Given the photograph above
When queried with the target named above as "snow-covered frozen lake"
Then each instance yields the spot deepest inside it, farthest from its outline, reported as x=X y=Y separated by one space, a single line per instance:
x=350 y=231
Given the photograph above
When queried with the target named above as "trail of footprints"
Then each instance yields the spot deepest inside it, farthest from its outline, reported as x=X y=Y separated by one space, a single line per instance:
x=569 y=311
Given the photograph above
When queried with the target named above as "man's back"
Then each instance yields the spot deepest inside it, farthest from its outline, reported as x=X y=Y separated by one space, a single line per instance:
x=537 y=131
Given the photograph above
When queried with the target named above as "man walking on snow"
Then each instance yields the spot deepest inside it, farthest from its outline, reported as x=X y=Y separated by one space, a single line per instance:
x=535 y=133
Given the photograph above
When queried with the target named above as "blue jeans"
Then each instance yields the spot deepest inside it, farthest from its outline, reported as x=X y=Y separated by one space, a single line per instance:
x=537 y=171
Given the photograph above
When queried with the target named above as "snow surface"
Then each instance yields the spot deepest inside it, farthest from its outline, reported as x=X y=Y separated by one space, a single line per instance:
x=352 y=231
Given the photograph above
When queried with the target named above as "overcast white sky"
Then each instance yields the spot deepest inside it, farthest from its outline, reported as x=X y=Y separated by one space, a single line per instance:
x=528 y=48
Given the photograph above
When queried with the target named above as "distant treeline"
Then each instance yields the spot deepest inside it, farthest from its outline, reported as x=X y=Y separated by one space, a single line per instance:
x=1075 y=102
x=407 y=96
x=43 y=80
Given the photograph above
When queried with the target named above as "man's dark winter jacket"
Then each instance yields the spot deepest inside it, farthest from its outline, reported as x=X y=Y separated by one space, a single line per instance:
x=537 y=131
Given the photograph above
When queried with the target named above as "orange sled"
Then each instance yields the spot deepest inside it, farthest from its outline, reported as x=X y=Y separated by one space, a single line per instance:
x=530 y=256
#####
-- Problem --
Go through the records above and copy each line where "snow" is found.

-- Expected answer --
When queried with the target named above as "snow-covered frozen lake"
When queried with the target named above as "man walking on snow"
When queried with the target named above as "snow surface"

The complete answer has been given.